[START OF LISTED RECORDS]

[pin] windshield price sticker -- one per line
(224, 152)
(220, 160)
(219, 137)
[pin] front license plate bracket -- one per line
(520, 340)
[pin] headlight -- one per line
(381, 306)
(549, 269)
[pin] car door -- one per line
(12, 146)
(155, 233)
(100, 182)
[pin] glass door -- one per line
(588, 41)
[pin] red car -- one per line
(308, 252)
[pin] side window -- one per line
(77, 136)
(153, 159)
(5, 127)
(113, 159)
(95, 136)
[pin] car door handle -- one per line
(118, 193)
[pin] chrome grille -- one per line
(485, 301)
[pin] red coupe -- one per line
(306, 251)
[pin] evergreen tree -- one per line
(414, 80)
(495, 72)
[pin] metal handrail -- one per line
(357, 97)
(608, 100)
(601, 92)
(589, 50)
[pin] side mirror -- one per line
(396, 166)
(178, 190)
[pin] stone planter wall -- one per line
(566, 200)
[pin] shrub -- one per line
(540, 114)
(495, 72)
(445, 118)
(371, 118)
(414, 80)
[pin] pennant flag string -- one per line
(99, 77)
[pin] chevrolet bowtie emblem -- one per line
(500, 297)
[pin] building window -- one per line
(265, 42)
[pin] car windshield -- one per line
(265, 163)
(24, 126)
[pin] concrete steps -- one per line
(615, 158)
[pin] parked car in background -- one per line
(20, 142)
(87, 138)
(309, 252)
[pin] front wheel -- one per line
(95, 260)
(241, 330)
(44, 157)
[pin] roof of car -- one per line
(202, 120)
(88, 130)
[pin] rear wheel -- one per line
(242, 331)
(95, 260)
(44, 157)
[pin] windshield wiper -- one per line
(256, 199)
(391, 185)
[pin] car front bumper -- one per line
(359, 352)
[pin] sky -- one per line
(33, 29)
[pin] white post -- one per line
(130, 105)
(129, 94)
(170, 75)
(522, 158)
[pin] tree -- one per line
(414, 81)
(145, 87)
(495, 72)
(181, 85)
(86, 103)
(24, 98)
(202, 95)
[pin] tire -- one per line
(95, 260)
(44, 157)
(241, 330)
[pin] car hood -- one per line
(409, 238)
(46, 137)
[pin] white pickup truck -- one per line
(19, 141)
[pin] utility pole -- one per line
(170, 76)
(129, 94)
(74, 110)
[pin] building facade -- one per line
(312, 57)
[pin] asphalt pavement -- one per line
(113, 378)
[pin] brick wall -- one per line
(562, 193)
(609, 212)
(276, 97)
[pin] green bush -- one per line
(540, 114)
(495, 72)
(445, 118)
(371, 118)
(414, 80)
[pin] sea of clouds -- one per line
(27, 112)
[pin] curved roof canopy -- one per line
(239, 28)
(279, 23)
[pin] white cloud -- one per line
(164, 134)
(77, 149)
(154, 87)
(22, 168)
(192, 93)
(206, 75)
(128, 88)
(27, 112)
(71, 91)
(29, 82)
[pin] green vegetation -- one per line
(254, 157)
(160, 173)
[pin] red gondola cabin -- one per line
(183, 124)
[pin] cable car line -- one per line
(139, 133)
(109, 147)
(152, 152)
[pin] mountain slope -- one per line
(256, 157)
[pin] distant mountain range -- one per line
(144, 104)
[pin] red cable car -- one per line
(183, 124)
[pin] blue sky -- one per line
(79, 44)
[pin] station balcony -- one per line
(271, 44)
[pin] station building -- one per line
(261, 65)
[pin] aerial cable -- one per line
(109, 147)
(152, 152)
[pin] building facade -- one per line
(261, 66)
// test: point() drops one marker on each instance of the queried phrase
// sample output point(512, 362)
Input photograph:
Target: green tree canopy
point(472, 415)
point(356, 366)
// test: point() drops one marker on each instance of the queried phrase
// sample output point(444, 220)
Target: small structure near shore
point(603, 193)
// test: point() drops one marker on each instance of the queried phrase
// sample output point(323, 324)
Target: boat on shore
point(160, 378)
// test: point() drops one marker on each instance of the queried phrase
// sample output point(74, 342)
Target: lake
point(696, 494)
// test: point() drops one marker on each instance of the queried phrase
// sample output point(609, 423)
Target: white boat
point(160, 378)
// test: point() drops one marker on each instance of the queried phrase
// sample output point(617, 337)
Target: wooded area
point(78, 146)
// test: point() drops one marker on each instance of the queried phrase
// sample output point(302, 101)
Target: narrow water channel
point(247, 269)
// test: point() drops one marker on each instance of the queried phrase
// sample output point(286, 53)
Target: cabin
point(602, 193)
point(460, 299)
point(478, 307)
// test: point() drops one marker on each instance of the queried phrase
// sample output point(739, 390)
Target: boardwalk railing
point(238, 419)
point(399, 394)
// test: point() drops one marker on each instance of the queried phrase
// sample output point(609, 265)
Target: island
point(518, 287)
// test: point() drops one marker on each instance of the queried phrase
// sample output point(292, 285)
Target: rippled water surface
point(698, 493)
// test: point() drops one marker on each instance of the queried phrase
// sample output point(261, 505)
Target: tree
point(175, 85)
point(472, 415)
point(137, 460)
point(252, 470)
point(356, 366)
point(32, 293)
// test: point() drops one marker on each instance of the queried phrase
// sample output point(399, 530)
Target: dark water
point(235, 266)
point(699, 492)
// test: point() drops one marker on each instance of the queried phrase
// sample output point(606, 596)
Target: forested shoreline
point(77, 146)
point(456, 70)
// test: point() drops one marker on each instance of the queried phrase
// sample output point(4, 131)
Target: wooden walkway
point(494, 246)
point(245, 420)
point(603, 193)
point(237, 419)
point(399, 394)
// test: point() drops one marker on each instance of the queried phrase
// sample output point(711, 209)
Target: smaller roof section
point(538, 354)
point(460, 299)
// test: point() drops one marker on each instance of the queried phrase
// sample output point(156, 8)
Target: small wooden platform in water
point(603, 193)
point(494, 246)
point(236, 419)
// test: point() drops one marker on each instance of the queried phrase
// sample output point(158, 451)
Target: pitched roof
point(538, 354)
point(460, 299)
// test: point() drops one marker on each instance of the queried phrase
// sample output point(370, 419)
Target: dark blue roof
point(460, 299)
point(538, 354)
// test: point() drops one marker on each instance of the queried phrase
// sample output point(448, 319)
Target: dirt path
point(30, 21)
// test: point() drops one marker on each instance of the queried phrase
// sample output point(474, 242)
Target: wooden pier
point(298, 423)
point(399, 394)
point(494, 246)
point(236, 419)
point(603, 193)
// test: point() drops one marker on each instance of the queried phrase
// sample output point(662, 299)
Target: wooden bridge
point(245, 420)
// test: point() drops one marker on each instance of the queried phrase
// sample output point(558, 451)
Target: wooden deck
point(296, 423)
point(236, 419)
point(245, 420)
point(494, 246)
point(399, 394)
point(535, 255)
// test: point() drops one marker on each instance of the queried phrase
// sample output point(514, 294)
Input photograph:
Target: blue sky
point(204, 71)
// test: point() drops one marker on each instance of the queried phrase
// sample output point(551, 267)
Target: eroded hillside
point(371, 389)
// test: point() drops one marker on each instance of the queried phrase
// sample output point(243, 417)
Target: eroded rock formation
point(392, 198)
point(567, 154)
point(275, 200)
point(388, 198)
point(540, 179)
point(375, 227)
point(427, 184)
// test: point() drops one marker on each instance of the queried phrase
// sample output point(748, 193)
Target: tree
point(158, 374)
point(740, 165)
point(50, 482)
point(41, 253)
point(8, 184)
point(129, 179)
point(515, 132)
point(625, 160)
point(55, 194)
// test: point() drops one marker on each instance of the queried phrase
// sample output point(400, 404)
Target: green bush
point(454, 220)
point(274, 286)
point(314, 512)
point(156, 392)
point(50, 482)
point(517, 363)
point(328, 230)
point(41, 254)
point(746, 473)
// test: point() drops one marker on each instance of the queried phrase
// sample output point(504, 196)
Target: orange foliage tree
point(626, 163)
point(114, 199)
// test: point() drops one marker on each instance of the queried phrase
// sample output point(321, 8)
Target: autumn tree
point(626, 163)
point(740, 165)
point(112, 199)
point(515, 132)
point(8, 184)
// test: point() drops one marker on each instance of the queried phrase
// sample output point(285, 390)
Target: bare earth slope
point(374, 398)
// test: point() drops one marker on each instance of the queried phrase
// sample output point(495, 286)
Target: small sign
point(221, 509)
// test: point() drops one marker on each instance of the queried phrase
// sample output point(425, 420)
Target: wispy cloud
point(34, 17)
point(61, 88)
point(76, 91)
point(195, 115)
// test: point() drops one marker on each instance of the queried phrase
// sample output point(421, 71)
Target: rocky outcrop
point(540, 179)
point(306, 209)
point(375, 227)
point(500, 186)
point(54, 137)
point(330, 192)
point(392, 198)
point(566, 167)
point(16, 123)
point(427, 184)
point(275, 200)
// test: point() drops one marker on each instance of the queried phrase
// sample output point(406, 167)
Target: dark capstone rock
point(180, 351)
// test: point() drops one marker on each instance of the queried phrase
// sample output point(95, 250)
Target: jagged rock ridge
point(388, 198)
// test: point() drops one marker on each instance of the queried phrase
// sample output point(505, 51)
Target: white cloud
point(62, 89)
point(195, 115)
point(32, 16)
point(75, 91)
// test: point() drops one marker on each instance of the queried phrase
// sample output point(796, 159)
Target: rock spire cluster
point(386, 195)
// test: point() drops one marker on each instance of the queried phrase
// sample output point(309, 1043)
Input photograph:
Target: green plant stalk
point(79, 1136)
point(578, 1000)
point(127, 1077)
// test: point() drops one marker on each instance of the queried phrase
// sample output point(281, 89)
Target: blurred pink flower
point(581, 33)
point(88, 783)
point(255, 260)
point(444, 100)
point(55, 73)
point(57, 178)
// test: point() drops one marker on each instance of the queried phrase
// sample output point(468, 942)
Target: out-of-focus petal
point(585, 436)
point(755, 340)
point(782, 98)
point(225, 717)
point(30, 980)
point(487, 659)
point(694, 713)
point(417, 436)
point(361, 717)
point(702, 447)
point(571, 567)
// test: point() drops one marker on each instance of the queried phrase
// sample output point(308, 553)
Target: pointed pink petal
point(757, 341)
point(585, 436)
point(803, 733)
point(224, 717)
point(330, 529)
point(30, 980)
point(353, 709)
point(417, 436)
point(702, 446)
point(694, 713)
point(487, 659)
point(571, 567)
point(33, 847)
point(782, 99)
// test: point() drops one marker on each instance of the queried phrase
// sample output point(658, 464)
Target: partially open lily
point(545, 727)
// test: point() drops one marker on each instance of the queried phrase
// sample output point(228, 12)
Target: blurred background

[END OF LISTED RECORDS]

▸ WORK TO BE COMPLETED:
Retype the records starting at the line that contains "[pin] aerial cable -- one per line" and ending at the line that contains "point(247, 269)", including both of those lines, without changing anything.

▸ RESPONSE TO THE TASK:
[pin] aerial cable -- one per line
(109, 147)
(152, 152)
[pin] building facade -- one per line
(261, 66)
// test: point() drops one marker on each instance of the queried phrase
// sample output point(512, 362)
Input photograph:
Target: green tree canopy
point(472, 415)
point(356, 366)
// test: point() drops one marker on each instance of the queried phrase
// sample output point(444, 220)
Target: small structure near shore
point(603, 193)
// test: point() drops one marker on each instance of the queried phrase
// sample output point(323, 324)
Target: boat on shore
point(160, 378)
// test: point() drops one marker on each instance of the queried phrase
// sample output point(74, 342)
Target: lake
point(696, 494)
// test: point() drops one marker on each instance of the queried phrase
// sample output point(609, 423)
Target: white boat
point(160, 378)
// test: point() drops one marker on each instance of the queried phrase
// sample output point(617, 337)
Target: wooded area
point(78, 146)
// test: point() drops one marker on each instance of the queried phrase
// sample output point(302, 101)
Target: narrow water channel
point(247, 269)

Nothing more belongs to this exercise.